◆ **TASK OBJECTIVE**
Copy out every line of the records below word for word, from the first line to the last.

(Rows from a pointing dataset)
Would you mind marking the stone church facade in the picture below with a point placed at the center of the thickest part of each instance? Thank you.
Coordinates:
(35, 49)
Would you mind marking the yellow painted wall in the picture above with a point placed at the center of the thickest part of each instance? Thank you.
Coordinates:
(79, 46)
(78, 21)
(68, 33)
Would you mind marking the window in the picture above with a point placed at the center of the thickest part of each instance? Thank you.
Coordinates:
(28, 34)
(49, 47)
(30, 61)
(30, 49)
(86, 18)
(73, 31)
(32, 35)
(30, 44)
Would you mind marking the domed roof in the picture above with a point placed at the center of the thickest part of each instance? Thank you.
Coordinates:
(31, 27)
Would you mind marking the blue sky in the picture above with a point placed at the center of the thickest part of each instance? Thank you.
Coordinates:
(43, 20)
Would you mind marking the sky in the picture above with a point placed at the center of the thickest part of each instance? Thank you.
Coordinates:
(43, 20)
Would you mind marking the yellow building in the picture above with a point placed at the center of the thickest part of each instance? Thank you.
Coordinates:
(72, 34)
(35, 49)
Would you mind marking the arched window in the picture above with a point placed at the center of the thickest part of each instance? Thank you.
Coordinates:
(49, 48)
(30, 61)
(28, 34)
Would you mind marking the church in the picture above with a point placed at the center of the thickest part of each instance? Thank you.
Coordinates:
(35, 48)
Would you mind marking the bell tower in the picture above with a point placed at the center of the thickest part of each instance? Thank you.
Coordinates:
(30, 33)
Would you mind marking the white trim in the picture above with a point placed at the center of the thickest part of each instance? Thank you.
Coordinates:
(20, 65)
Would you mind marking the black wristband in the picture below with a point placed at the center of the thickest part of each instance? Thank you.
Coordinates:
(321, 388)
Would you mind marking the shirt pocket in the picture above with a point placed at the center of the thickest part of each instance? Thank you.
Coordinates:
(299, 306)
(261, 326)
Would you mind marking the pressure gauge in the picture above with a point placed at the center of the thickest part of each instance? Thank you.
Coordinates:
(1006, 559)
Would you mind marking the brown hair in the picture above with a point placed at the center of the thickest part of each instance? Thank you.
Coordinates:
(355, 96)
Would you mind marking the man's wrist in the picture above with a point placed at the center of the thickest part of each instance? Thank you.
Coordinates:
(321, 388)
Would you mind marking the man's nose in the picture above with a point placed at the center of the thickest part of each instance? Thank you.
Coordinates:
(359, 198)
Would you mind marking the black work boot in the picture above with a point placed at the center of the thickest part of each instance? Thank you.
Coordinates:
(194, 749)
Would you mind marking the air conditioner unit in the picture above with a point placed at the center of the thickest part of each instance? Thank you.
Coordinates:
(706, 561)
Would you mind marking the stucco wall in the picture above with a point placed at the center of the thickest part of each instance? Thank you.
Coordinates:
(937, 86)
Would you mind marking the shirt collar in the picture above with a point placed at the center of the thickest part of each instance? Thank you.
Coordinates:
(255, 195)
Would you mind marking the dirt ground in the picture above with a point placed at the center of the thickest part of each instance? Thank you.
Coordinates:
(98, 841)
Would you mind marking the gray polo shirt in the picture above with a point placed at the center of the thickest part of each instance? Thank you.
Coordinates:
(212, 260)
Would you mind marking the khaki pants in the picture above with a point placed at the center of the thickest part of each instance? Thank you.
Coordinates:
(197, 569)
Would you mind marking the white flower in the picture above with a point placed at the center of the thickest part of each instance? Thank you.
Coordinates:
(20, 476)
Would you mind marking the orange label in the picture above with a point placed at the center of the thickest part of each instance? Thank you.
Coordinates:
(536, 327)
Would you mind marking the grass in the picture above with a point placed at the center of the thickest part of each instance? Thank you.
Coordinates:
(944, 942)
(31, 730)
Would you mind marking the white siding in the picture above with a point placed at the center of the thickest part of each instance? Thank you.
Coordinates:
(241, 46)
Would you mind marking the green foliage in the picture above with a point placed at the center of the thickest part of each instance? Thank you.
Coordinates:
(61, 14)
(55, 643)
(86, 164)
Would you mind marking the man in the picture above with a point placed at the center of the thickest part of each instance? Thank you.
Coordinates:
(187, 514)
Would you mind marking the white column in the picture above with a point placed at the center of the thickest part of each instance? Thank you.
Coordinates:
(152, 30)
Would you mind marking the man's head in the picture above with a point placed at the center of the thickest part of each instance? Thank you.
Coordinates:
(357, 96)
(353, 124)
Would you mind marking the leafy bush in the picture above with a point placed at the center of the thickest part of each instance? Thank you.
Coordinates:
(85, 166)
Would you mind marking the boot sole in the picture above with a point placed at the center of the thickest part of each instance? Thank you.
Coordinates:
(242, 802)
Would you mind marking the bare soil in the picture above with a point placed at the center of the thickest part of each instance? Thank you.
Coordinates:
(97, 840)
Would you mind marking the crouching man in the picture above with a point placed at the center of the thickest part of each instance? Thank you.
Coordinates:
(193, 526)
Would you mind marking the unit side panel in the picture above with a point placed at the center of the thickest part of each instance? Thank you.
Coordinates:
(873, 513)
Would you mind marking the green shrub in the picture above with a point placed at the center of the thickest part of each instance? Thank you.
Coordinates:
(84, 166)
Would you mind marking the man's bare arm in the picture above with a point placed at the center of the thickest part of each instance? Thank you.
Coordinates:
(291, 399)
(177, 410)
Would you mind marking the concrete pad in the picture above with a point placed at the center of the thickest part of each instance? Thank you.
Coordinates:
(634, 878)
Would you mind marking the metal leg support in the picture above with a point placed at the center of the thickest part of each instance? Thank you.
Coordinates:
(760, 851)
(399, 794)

◆ **OUTPUT OF THE TASK**
Would you mind marking the stone church facade in the picture below with a point placed at the center of the thickest part of each instance? Thank you.
Coordinates:
(35, 49)
Would you mind marking the yellow painted wall in the picture above with a point placed at the center of the thickest part of each instance? Thank you.
Coordinates:
(79, 46)
(78, 21)
(68, 33)
Would you mind marking the window in the picture above with a point placed at the center of the thickest part of each instance? Thank you.
Coordinates:
(28, 34)
(49, 47)
(30, 61)
(30, 49)
(86, 18)
(73, 31)
(32, 35)
(30, 44)
Would you mind marking the domed roof in the picture above with a point placed at the center of the thickest part of each instance? Thank you.
Coordinates:
(31, 27)
Would you mind marking the blue sky in the picture above with a point placed at the center of the thickest part of each instance? Thank you.
Coordinates:
(43, 20)
Would you mind marking the sky in the picture above with a point placed at the center of the thickest part of each instance? Thank you.
Coordinates:
(43, 20)
Would you mind marking the yellow building in the picture above with a point placed at the center of the thickest part of each instance? Thank you.
Coordinates:
(72, 34)
(35, 49)
Would you mind marking the arched window in the picture above with a point placed at the center of the thickest part of each instance? Thank you.
Coordinates:
(49, 48)
(30, 61)
(28, 34)
Would you mind marking the church in the picture above with a point placed at the center of the thickest part of each instance? Thank you.
Coordinates:
(35, 48)
Would you mind marking the bell tower in the picture above with a point placed at the center of the thickest part of each instance? Thank you.
Coordinates:
(30, 33)
Would you mind marking the white trim in the picture above with a point placed at the center of the thickest part of each instance? Thank you.
Coordinates:
(20, 65)
Would you mind marking the black wristband in the picture below with a point placed at the center of the thickest part of each instance? Thank you.
Coordinates:
(321, 388)
Would you mind marking the shirt pocket in the picture above with a point placed at the center of the thickest part of each instance? Thank you.
Coordinates:
(299, 306)
(261, 326)
Would you mind marking the pressure gauge in the picture above with a point placed at the center of the thickest part of each instance? Thank you.
Coordinates:
(1006, 559)
Would you mind marking the brown hair in the picture above with a point placed at the center of the thickest part of each instance? Thank you.
Coordinates:
(355, 96)
Would you mind marking the man's wrist in the picture above with a point placed at the center of the thickest part of each instance? Thank you.
Coordinates:
(321, 388)
Would you mind marking the man's nose in the picture above with a point placed at the center of the thickest part of each instance? Thank you.
Coordinates:
(359, 198)
Would you mind marking the black work boot in the picture above with a point placed at the center of the thickest part of each instance? Thank you.
Coordinates:
(194, 749)
Would you mind marking the air conditioner unit in the picture above with a point placed at the center of the thickest part of each instance? Thank you.
Coordinates:
(706, 561)
Would you mind marking the stucco wall in the picture above with a point placed at the center of the thickest part of each instance? Thank you.
Coordinates:
(937, 86)
Would you mind marking the shirt collar in the picture above with a point placed at the center of the thickest part of each instance? Thank you.
Coordinates:
(255, 195)
Would you mind marking the dirt ground in the picture above with a point placed at the center of the thickest part of each instance? Thank you.
Coordinates:
(98, 841)
Would you mind marking the gray polo shirt in the picture above with a point placed at the center of the thickest part of each instance? Thank you.
Coordinates:
(212, 260)
Would you mind marking the khaki pants in the picture above with a point placed at the center of the thickest part of each instance? Thank you.
Coordinates:
(197, 569)
Would you mind marking the white flower in the picture above with a point placed at the center of the thickest part of each instance? Thank you.
Coordinates:
(20, 476)
Would you mind marking the orange label in the picture above with a point placed at the center of the thickest part of each instance? Thank you.
Coordinates:
(536, 327)
Would you mind marking the grass in the picture above with a point placed at the center of the thickest part of each instance? Thank you.
Coordinates:
(944, 942)
(31, 730)
Would you mind marking the white siding in the picture above with a point placed at the center of the thickest part of each instance? Thank you.
Coordinates:
(241, 46)
Would you mind marking the green foliage in the picture above with a point placed at the center of the thickest part of each instance? Thank you.
Coordinates:
(61, 14)
(55, 643)
(86, 164)
Would you mind marking the man in the picture above with a point placed at the center of the thickest part of each instance? Thank you.
Coordinates:
(187, 514)
Would you mind marking the white column in the picture above with a point placed at the center of the thickest part of each instance? Thank you.
Coordinates:
(152, 30)
Would you mind marking the man's head in the picture above with a point placed at the center of the thickest part of each instance? Thank you.
Coordinates:
(357, 96)
(353, 124)
Would you mind marking the leafy bush in the picture above with a point placed at the center of the thickest part of each instance? Thank you.
Coordinates:
(85, 166)
Would you mind marking the boot sole in the picture above with a point placed at the center of the thickest part of each instance? Thank you.
Coordinates:
(242, 802)
Would you mind marking the bare soil in the picture above with a point placed at the center of the thickest part of each instance? Thank you.
Coordinates:
(97, 840)
Would you mind marking the crouching man in the picture above with a point placed at the center of the thickest part of each instance? Thank you.
Coordinates:
(193, 526)
Would you mind marking the unit side panel in the picture above with a point placed at the center of the thickest part of each instance? Thank you.
Coordinates:
(873, 513)
Would you mind marking the green shrub in the picture above with a point placed at the center of the thickest part of each instance? Thank you.
Coordinates:
(84, 166)
Would you mind marking the man's bare arm in the picture above with a point placed at the center of the thickest part of each instance? Thank you.
Coordinates:
(291, 399)
(177, 410)
Would you mind marking the concrete pad in the picture above with a point placed at the center of the thickest part of each instance? Thank you.
Coordinates:
(634, 878)
Would you mind marking the metal leg support in the picture above with a point placed at the center of the thickest part of each instance? Thank you.
Coordinates:
(760, 851)
(399, 794)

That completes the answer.